_ACTIVITY_
Could you return every record below exactly as it stands, leaving out the pictures?

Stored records
......

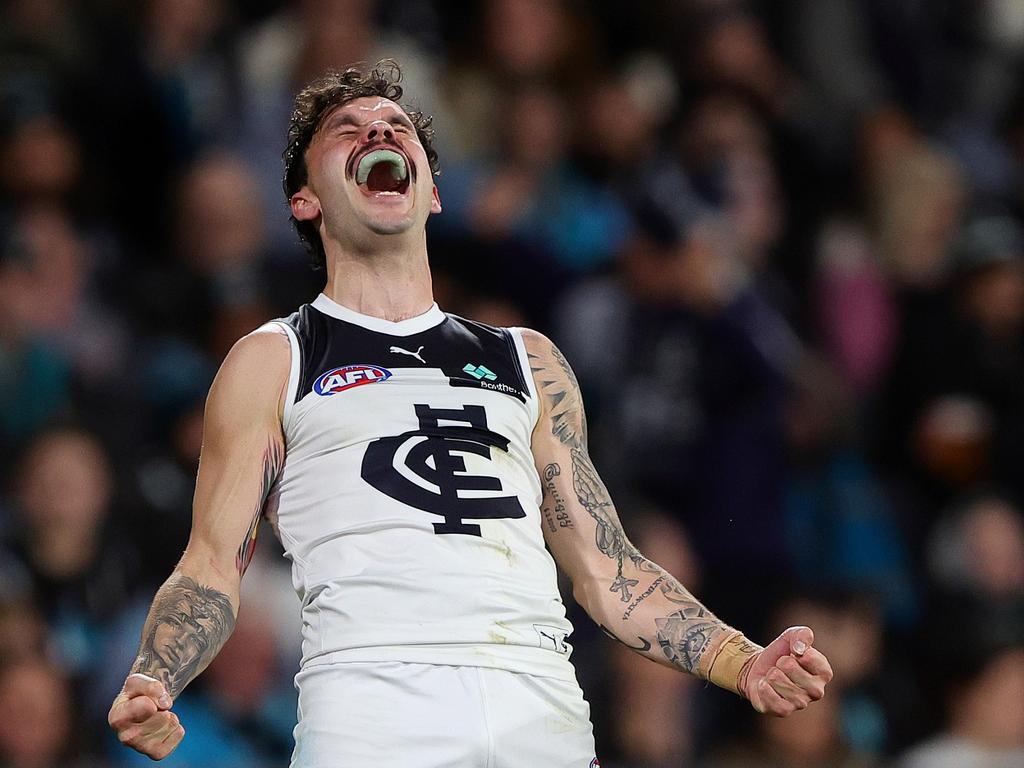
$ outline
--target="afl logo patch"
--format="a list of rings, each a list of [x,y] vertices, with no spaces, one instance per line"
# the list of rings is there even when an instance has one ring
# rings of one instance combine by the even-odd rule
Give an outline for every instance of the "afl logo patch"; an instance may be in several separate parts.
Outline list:
[[[344,392],[352,387],[361,387],[363,384],[377,384],[391,378],[391,371],[381,368],[379,365],[346,365],[343,368],[321,373],[320,377],[313,382],[313,391],[318,395],[327,397]]]
[[[597,762],[596,757],[590,761],[590,768],[601,768],[601,764]]]

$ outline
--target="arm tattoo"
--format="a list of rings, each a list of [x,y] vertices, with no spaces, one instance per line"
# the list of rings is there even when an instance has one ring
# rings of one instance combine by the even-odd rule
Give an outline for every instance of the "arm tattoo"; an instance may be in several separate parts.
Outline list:
[[[701,657],[722,628],[721,622],[699,604],[655,619],[654,623],[665,657],[687,672],[697,670]]]
[[[562,468],[557,464],[548,464],[544,467],[544,504],[541,511],[548,523],[548,530],[554,533],[559,528],[575,528],[572,517],[565,508],[565,500],[558,492],[555,485],[555,478],[562,474]]]
[[[263,451],[263,482],[260,486],[260,495],[256,501],[252,522],[249,523],[249,530],[235,555],[235,568],[240,574],[245,573],[245,569],[249,567],[252,556],[256,552],[256,534],[259,533],[260,520],[263,519],[263,508],[267,503],[267,496],[270,495],[270,489],[281,472],[282,464],[284,464],[284,449],[280,442],[271,439]]]
[[[640,582],[624,576],[622,567],[627,557],[634,562],[639,562],[643,558],[626,539],[622,525],[615,516],[615,508],[608,495],[608,489],[601,482],[587,453],[587,417],[583,410],[583,399],[576,374],[573,373],[565,356],[553,344],[551,357],[555,365],[545,365],[545,361],[538,355],[529,357],[534,361],[530,370],[539,374],[540,389],[547,397],[551,414],[551,433],[563,445],[569,447],[572,456],[572,484],[576,498],[597,523],[597,548],[618,564],[618,572],[609,591],[619,593],[622,602],[628,603],[633,599],[630,590]],[[552,370],[556,365],[558,370]],[[547,477],[546,479],[550,480]]]
[[[608,637],[610,637],[612,640],[614,640],[617,643],[622,643],[624,646],[626,646],[627,648],[629,648],[631,650],[639,651],[640,653],[645,653],[645,652],[651,650],[650,642],[647,641],[647,640],[644,640],[642,637],[638,637],[637,638],[637,640],[640,641],[640,645],[630,645],[625,640],[623,640],[621,637],[619,637],[614,632],[612,632],[610,629],[608,629],[608,627],[606,627],[604,624],[598,624],[597,626],[600,627],[601,631],[604,632],[606,635],[608,635]]]
[[[155,677],[177,698],[213,660],[234,627],[226,594],[188,576],[172,576],[153,601],[132,672]]]
[[[546,365],[534,354],[527,357],[532,361],[530,370],[539,374],[540,390],[547,397],[551,414],[551,432],[563,445],[587,444],[587,417],[583,412],[583,399],[580,396],[576,375],[569,367],[562,353],[554,345],[551,353],[558,364],[559,370]],[[570,386],[565,385],[564,377],[568,376]]]
[[[531,371],[536,374],[539,384],[538,389],[547,401],[551,433],[569,449],[572,458],[573,491],[580,505],[597,523],[597,548],[618,566],[608,591],[618,593],[621,602],[628,604],[622,613],[622,621],[632,619],[635,623],[640,615],[636,614],[637,608],[654,596],[658,596],[655,601],[664,598],[671,606],[663,610],[671,611],[672,607],[677,609],[667,616],[654,618],[655,626],[651,628],[656,629],[654,637],[647,635],[646,630],[641,630],[641,634],[635,634],[634,630],[630,636],[635,636],[636,640],[627,641],[620,637],[619,632],[612,631],[604,624],[600,625],[601,629],[609,637],[641,653],[649,651],[651,641],[656,639],[671,664],[686,672],[701,673],[701,660],[705,658],[708,649],[715,646],[723,629],[727,627],[671,574],[644,557],[626,538],[608,490],[587,452],[586,415],[579,383],[565,357],[553,345],[550,357],[539,354],[530,354],[529,357]],[[552,480],[559,474],[561,468],[557,464],[548,464],[544,469],[547,488],[545,497],[554,499],[556,504],[561,499],[554,490]],[[547,508],[545,517],[553,531],[554,521]],[[627,563],[630,567],[624,573]],[[644,578],[643,574],[651,574],[653,579],[634,597],[632,590],[640,584],[639,579]],[[632,578],[634,576],[639,578]],[[644,618],[642,621],[646,624],[650,619]],[[651,639],[648,640],[644,635]]]
[[[636,550],[626,539],[626,532],[615,517],[608,490],[594,469],[587,452],[579,448],[570,449],[572,455],[572,484],[576,498],[597,523],[595,538],[597,548],[618,563],[618,573],[609,587],[610,592],[620,593],[620,599],[628,603],[633,595],[629,591],[640,582],[622,575],[622,566],[627,557],[632,558]],[[637,553],[639,555],[639,553]]]

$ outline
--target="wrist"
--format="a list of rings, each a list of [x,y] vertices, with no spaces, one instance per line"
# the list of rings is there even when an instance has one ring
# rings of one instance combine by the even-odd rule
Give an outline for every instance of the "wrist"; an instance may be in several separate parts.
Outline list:
[[[736,688],[738,689],[736,692],[740,696],[745,698],[747,701],[751,700],[750,691],[747,688],[747,684],[750,679],[750,670],[753,668],[754,662],[757,661],[757,657],[760,655],[761,651],[757,651],[756,653],[752,654],[749,659],[747,659],[746,663],[743,665],[743,668],[740,669],[740,676],[736,683]]]
[[[733,630],[711,660],[708,681],[749,699],[747,678],[754,660],[763,650],[761,646],[750,642],[742,632]]]

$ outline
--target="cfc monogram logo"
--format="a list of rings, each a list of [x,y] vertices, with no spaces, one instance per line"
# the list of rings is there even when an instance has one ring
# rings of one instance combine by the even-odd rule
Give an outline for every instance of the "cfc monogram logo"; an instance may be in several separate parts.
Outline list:
[[[503,490],[496,477],[466,474],[465,454],[490,459],[493,448],[508,451],[509,441],[487,428],[483,406],[415,408],[419,429],[374,440],[367,447],[360,473],[363,480],[403,504],[444,518],[434,523],[434,533],[479,536],[479,525],[463,521],[526,517],[515,496],[459,495],[460,491]],[[396,466],[399,451],[409,442],[412,445],[403,451],[401,463],[425,485],[411,480]]]

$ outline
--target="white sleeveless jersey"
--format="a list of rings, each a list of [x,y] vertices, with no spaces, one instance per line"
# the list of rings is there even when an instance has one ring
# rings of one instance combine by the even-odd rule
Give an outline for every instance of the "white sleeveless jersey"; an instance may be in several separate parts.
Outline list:
[[[574,679],[519,332],[436,304],[392,323],[324,295],[275,322],[292,364],[267,508],[302,601],[303,667],[407,661]]]

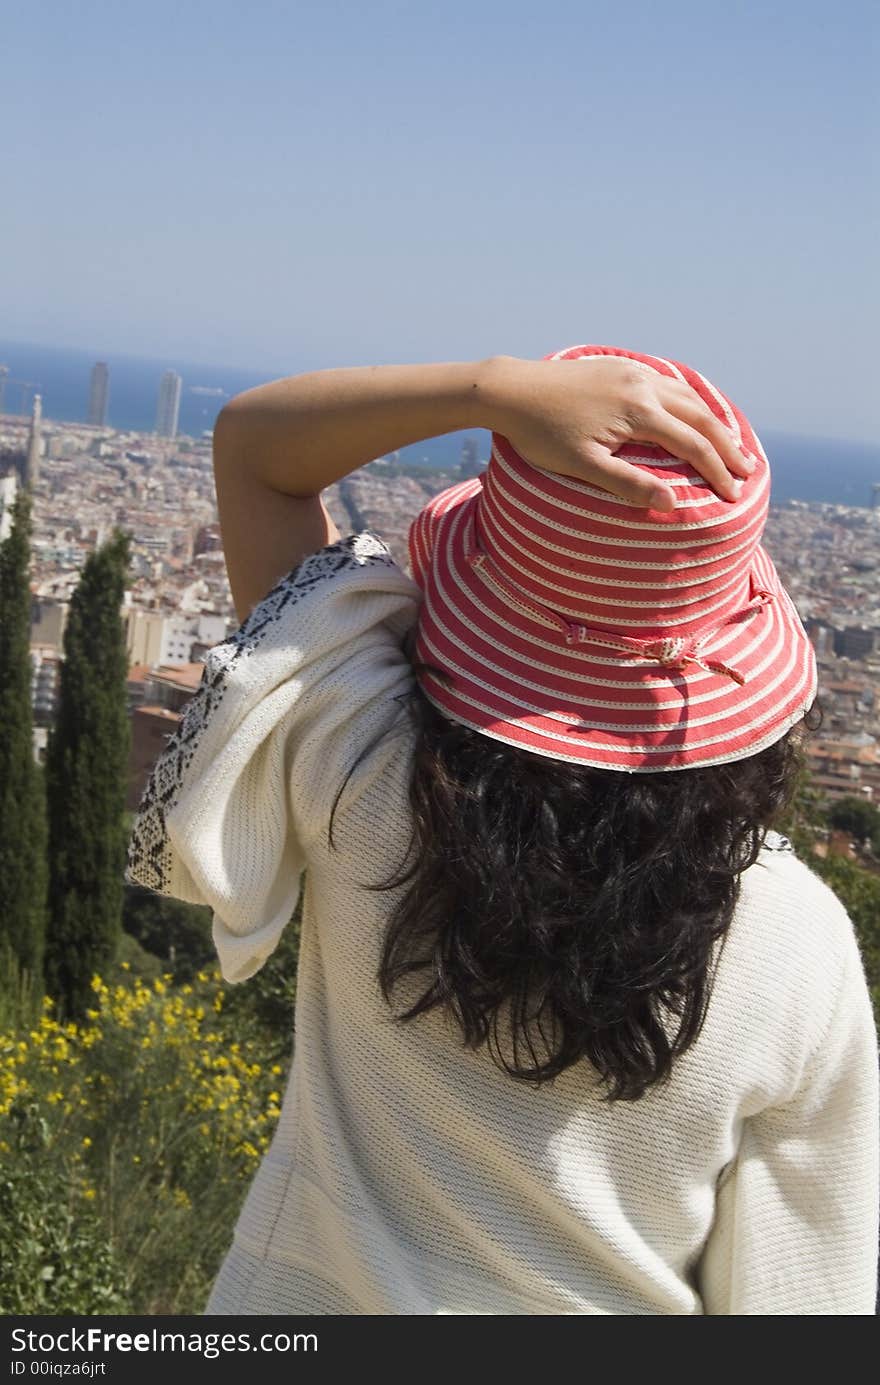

......

_EXERCISE RESPONSE_
$ outline
--target="afl logo patch"
--format="a list of rings, each a list of [x,y] vertices, with no spaces, one instance per line"
# the list of rings is there even when an instance has one ring
# rings of one instance combine by the even-odd rule
Give an outline for every instance of the "afl logo patch"; an instance may be in several separate parts.
Outline list:
[[[344,392],[352,387],[361,387],[363,384],[377,384],[391,378],[391,371],[381,368],[379,365],[346,365],[343,368],[321,373],[320,377],[313,382],[313,391],[318,395],[327,397]]]
[[[597,762],[596,757],[590,761],[590,768],[601,768],[601,764]]]

$ outline
--target="arm tattoo"
--format="a list of rings, each a list of [x,y] vertices, with no spaces, one instance per line"
# the list of rings is there even when an instance has one ring
# rings of one instance combine by the even-odd rule
Give an outline for every instance of the "arm tattoo"; an instance may be in several separate parts.
Outline list:
[[[701,657],[722,628],[721,622],[699,604],[655,619],[654,623],[665,657],[687,672],[697,670]]]
[[[562,468],[557,464],[548,464],[544,467],[544,504],[541,511],[548,523],[548,530],[554,533],[559,528],[575,528],[572,517],[565,508],[565,500],[558,492],[555,485],[555,478],[562,474]]]
[[[263,451],[263,482],[260,486],[260,495],[256,501],[252,522],[249,523],[249,530],[235,555],[235,568],[240,574],[245,573],[245,569],[249,567],[252,556],[256,552],[256,534],[259,533],[260,520],[263,519],[263,508],[267,503],[267,496],[270,495],[270,489],[281,472],[282,464],[284,464],[284,449],[280,442],[271,439]]]
[[[640,582],[624,576],[622,567],[627,557],[634,562],[639,562],[643,558],[626,539],[622,525],[615,516],[615,508],[608,495],[608,489],[601,482],[587,453],[587,417],[583,410],[583,399],[576,374],[573,373],[565,356],[553,344],[551,357],[555,365],[545,365],[545,361],[538,355],[529,357],[534,361],[530,370],[539,374],[540,389],[547,397],[551,414],[551,433],[563,445],[569,447],[572,456],[572,484],[576,498],[597,523],[597,548],[618,564],[618,572],[609,591],[619,593],[622,602],[628,603],[633,599],[630,590]],[[552,370],[556,365],[558,370]],[[547,477],[546,479],[550,480]]]
[[[608,637],[610,637],[612,640],[614,640],[617,643],[622,643],[624,646],[626,646],[627,648],[629,648],[631,650],[639,651],[640,653],[645,653],[645,652],[651,650],[650,642],[647,641],[647,640],[644,640],[642,637],[638,637],[637,638],[637,640],[640,641],[640,645],[630,645],[625,640],[623,640],[621,637],[619,637],[614,632],[612,632],[610,629],[608,629],[608,627],[606,627],[604,624],[598,624],[597,626],[600,627],[601,631],[604,632],[606,635],[608,635]]]
[[[155,677],[177,698],[213,660],[234,627],[226,594],[188,576],[172,576],[153,601],[132,672]]]
[[[546,365],[534,354],[527,357],[532,361],[530,370],[539,374],[540,390],[547,397],[551,414],[551,432],[563,445],[587,444],[587,417],[583,412],[583,399],[580,396],[576,375],[569,367],[562,353],[554,345],[551,353],[558,364],[559,370]],[[570,386],[565,385],[564,377],[568,376]]]
[[[531,371],[536,374],[539,384],[538,389],[547,401],[551,433],[569,449],[572,458],[573,491],[580,505],[597,523],[597,548],[618,566],[608,591],[618,593],[621,602],[628,604],[622,613],[622,621],[632,619],[635,623],[640,615],[636,614],[637,608],[654,596],[658,596],[655,601],[664,598],[671,606],[663,610],[671,611],[672,607],[677,609],[667,616],[654,618],[655,626],[651,628],[656,629],[654,637],[647,635],[646,630],[641,630],[641,634],[635,634],[634,630],[630,636],[635,636],[636,640],[627,641],[620,637],[619,632],[612,631],[604,624],[600,625],[601,629],[609,637],[641,653],[649,651],[651,641],[656,639],[671,664],[686,672],[701,673],[701,660],[705,658],[708,649],[715,646],[723,629],[727,627],[671,574],[644,557],[626,538],[608,490],[587,452],[586,415],[579,383],[565,357],[553,345],[550,357],[539,354],[530,354],[529,357]],[[552,480],[559,474],[561,468],[557,464],[548,464],[544,469],[547,488],[545,497],[554,499],[556,504],[561,499],[554,490]],[[547,508],[545,517],[553,531],[554,521]],[[627,563],[630,567],[624,573]],[[644,578],[643,574],[651,574],[653,579],[634,597],[632,590],[640,584],[639,579]],[[632,578],[634,576],[639,578]],[[644,618],[642,621],[646,624],[650,619]],[[651,639],[648,640],[644,635]]]
[[[636,550],[626,539],[626,532],[615,517],[608,490],[594,469],[587,452],[579,448],[570,449],[572,455],[572,484],[576,498],[597,523],[595,538],[597,548],[618,563],[618,573],[609,587],[610,592],[620,593],[620,599],[628,603],[633,595],[629,591],[640,582],[622,575],[622,566],[627,557],[632,558]],[[637,553],[639,555],[639,553]]]

$ outline
--target="wrist"
--format="a list of rings, each a list of [x,y] vertices, with no spaces, one instance per line"
# the list of rings is there even when an instance has one ring
# rings of one instance combine by the even-odd rule
Give an outline for every instance of the "wrist"; an instance may be in several separate parts.
Outline list:
[[[736,688],[738,689],[736,692],[740,696],[745,698],[747,701],[751,700],[750,691],[747,688],[747,684],[750,679],[750,670],[753,668],[754,662],[757,661],[757,657],[760,655],[761,651],[757,651],[756,653],[752,654],[749,659],[747,659],[746,663],[743,665],[743,668],[740,669],[740,676],[736,683]]]
[[[733,630],[711,660],[708,681],[749,699],[747,678],[754,660],[763,650],[761,646],[750,642],[742,632]]]

$ outline
--target="cfc monogram logo"
--format="a list of rings, each a list of [x,y] vertices, with no spaces, one instance per line"
# the list of rings is there even when an instance has one ring
# rings of one instance combine by the even-odd rule
Give an outline for every instance of the "cfc monogram logo"; an instance may be in several separate parts.
Outline list:
[[[503,490],[496,477],[466,474],[465,454],[490,459],[493,448],[508,451],[509,441],[487,428],[483,406],[415,408],[419,429],[374,440],[367,447],[360,473],[363,480],[403,504],[444,518],[434,523],[434,533],[479,536],[479,525],[463,521],[526,517],[515,496],[459,495],[460,491]],[[396,466],[399,451],[409,442],[412,445],[403,451],[401,463],[425,485],[411,480]]]

$ outline
--target="white sleeveless jersey"
--format="a list of rings, each a list of [x,y] vertices, with no spaces, one instance per line"
# the list of rings is there even when an instance has one ring
# rings of one instance combine by the even-odd rule
Give an outline for every instance of the "white sleeveless jersey"; an instance may be in several separate parts.
Outline list:
[[[574,679],[519,332],[436,304],[392,323],[324,295],[275,322],[292,364],[267,508],[302,601],[303,667],[407,661]]]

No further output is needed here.